What to work on> Should the listing contain images, exclude them; give the rest again exactly.

Data>
Content starts

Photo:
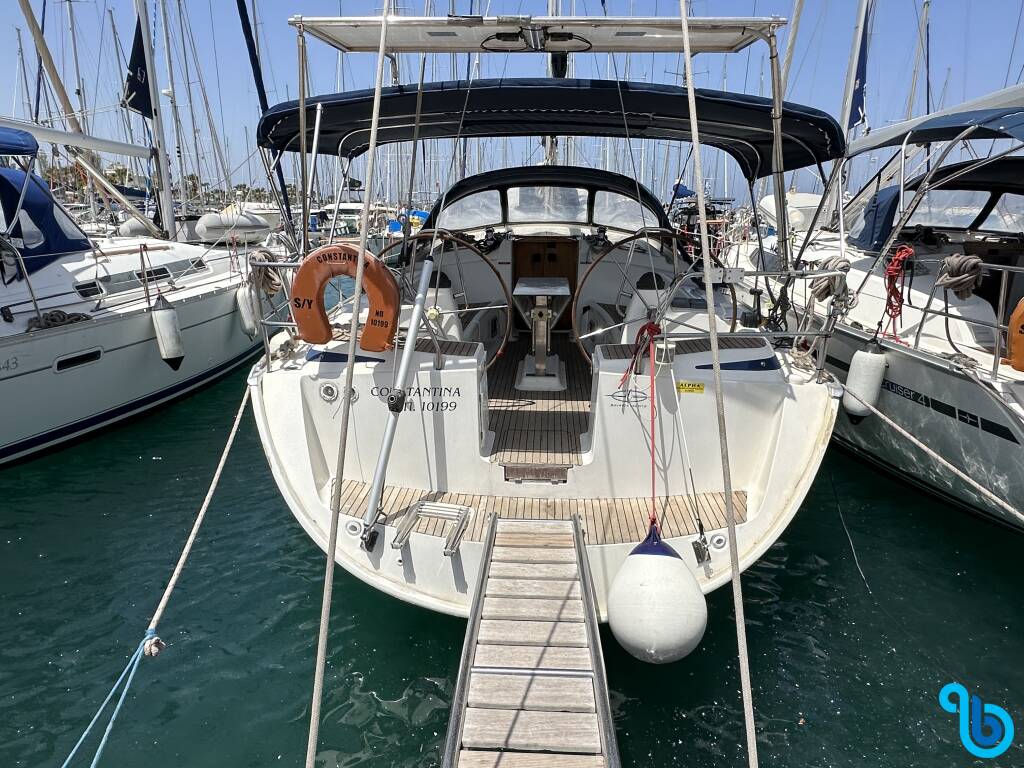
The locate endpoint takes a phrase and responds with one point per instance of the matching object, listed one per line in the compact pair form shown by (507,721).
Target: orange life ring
(378,283)
(1015,338)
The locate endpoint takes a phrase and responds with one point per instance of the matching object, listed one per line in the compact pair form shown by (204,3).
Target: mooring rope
(332,543)
(151,644)
(737,593)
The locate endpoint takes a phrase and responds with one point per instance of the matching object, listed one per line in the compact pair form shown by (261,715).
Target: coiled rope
(55,318)
(895,278)
(821,289)
(151,644)
(962,273)
(826,286)
(266,279)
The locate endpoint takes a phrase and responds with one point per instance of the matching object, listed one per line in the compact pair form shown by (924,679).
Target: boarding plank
(540,609)
(532,554)
(535,526)
(553,539)
(530,731)
(561,570)
(479,759)
(531,588)
(535,692)
(529,632)
(531,657)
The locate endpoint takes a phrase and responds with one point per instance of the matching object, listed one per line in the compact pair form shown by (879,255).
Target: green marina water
(851,634)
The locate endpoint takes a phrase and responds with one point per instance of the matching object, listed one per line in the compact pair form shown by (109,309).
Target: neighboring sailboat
(932,332)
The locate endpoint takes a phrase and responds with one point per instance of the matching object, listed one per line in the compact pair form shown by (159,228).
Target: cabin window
(88,290)
(1008,216)
(954,209)
(621,212)
(74,360)
(528,204)
(473,211)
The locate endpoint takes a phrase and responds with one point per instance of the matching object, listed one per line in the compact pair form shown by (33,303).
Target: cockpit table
(541,301)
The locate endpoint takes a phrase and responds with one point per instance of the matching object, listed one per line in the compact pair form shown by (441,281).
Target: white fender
(247,309)
(655,607)
(867,371)
(245,228)
(165,325)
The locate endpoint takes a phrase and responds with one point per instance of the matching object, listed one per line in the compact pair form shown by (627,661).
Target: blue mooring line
(129,672)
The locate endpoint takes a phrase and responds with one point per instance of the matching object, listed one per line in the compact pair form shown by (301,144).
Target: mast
(859,30)
(791,43)
(171,96)
(919,49)
(25,79)
(217,150)
(165,194)
(79,85)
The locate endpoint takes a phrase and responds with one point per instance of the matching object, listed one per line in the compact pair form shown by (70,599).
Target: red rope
(647,331)
(645,338)
(653,497)
(895,284)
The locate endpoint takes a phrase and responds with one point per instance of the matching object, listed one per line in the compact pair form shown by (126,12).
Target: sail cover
(136,95)
(14,141)
(737,124)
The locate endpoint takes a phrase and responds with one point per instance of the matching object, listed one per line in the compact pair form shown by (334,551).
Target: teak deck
(605,520)
(531,697)
(539,427)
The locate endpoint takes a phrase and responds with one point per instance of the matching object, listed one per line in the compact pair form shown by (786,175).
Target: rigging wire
(737,594)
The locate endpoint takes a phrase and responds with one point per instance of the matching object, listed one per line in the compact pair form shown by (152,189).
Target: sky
(975,49)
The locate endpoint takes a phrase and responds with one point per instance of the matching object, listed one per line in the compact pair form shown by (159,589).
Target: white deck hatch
(529,34)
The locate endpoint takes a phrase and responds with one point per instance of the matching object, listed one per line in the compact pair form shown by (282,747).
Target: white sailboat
(934,247)
(96,330)
(83,341)
(541,348)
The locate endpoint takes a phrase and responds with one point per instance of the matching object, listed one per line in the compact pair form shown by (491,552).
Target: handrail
(604,719)
(453,739)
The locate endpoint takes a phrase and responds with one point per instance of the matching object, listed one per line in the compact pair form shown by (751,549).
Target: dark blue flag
(136,96)
(858,113)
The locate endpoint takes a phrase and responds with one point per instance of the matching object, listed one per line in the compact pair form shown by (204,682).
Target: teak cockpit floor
(539,427)
(606,520)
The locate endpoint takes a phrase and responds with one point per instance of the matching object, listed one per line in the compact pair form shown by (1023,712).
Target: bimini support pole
(395,404)
(777,163)
(353,332)
(730,512)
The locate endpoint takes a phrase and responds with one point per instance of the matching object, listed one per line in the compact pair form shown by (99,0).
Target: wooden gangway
(531,690)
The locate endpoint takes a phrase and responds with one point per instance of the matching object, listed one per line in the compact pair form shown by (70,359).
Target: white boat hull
(948,411)
(47,398)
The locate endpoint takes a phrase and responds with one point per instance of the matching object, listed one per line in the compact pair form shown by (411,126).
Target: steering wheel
(666,237)
(433,239)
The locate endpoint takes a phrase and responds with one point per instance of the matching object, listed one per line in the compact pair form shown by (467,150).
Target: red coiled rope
(645,338)
(895,284)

Content ends

Response>
Photo:
The locate endpoint takes a phrase and responds with one point per instance of the matching object, listed one per line in the compact pair form shown by (507,721).
Target: orange life ring
(378,283)
(1015,338)
The locate endpoint takes a phrase and responds with one point per instance of the matching object, listed one per line in the compact pair form shown by (204,3).
Target: mooring rope
(332,543)
(151,644)
(737,593)
The locate endpoint takes a phrase and responds with one point per instance of the matching object, listed one per line in the compact pair form shown by (261,715).
Target: coiled rope
(55,318)
(895,278)
(821,289)
(151,644)
(962,273)
(826,286)
(266,279)
The locate endpoint takes a phrase and responds with one point per instance of the matching object, listed one per line in the compact pair form shown by (924,679).
Target: boarding plank
(540,609)
(532,554)
(535,526)
(553,539)
(530,731)
(561,570)
(479,759)
(531,588)
(535,692)
(529,632)
(531,657)
The locate endpoint takes a phrase and responds with one point per instance of the matching object, listed one per line in the compact pair form shown by (879,255).
Target: green marina water
(851,634)
The locate endpoint takes a phrase and responds with one point per instance of the matching object, listed one per line in the compact pair form shown by (109,309).
Target: neighboring sailboat
(932,332)
The locate endpoint takes a phrase and responds with one point per instance of the matching object, listed one per line in the compact pair form shown by (159,228).
Target: cabin window
(88,290)
(1008,216)
(954,209)
(621,212)
(74,360)
(528,204)
(473,211)
The locate endpoint takes a phrase and responds with one point per instance of the matching object, listed one per line in the compact pair form shown by (33,303).
Target: cockpit table
(541,301)
The locate endpoint takes a phrase and responds with one point per instance of the matching object, listed one per line in the compact pair form shown by (441,281).
Target: white fender
(247,309)
(655,607)
(867,371)
(245,228)
(165,325)
The locate endpoint takes a phrase and responds with one point per instance of the matching object, listed one per line in the compact pair form shown by (627,661).
Target: blue mooring line
(129,672)
The locate endpoint takes a phrase and responds with one point per instance of the matching object, listed one per line in the compact pair form shown by (301,144).
Target: mast
(859,30)
(791,43)
(171,96)
(919,49)
(25,79)
(217,150)
(165,194)
(79,85)
The locate endpoint takes a phrase and responds with one point per instance of the matching object, listed one per line in the compact pair form shown by (70,599).
Target: red rope
(647,331)
(645,338)
(653,497)
(895,284)
The locate endpoint takes a phrase and responds with one point per instance of the matching object, listed one per line in the compact pair form shown by (126,12).
Target: sail cover
(136,95)
(14,141)
(737,124)
The locate endpoint takes a phrase and responds with one point per instance of the matching object, listed one per line in the compact pair form shown by (334,551).
Target: teak deck
(605,520)
(531,697)
(539,427)
The locate endpoint takes a phrase and responds with one point per instance of the matching object, listed one per line in the compact pair form shown by (786,175).
Target: rigging wire
(737,594)
The locate endpoint takes a phrase and responds with one point per instance of the matching object, listed one per line in the compact pair form shown by (152,189).
Target: sky
(975,49)
The locate endpoint takes a phrase and responds with one point per instance of the matching object, listed one per line in the compact pair form shown by (159,589).
Target: white deck hatch
(529,34)
The locate endpoint takes a phrase and responds with one point per instance of the matching object, listed one per line in the compact pair form shown by (282,747).
Target: white sailboat
(934,247)
(96,330)
(83,341)
(541,348)
The locate endpoint takes a phrase and responds with one point per instance of the matching object, listed one per line in the compact pair form shown by (491,552).
Target: handrail
(604,719)
(453,739)
The locate endpoint takes a phrase and responds with one point per instance of the matching object, listed one per line in the compact pair form shown by (751,549).
Target: dark blue flag
(136,96)
(858,113)
The locate endpoint takes a phrase and responds with one point per instance of the matching object, listed one per line in the compact pair form shown by (204,682).
Target: teak cockpit floor
(539,427)
(606,520)
The locate endpoint takes a phrase and responds with one point per instance of the matching object, listed one per line in the compact pair form shown by (1023,712).
Target: bimini support pole
(395,404)
(777,163)
(353,332)
(730,512)
The locate endpoint takes a phrase and responds with one point per instance of the matching object, listed one per line in the compact pair form shown by (99,0).
Target: wooden gangway
(531,690)
The locate endpoint takes a phrase and responds with one point per instance of the matching object, listed one per line in the compact pair form shown by (70,359).
Target: white boat hull
(948,411)
(47,398)
The locate endpoint takes a phrase and responds with one point per instance of the matching object, listed one per line in the compact pair form shown by (411,126).
Target: steering wheel
(666,237)
(433,239)
The locate endpoint takes a phrase and responds with one point per instance of the matching object, listed one per line in the compact pair form shown by (467,150).
Target: red coiled rope
(645,338)
(895,284)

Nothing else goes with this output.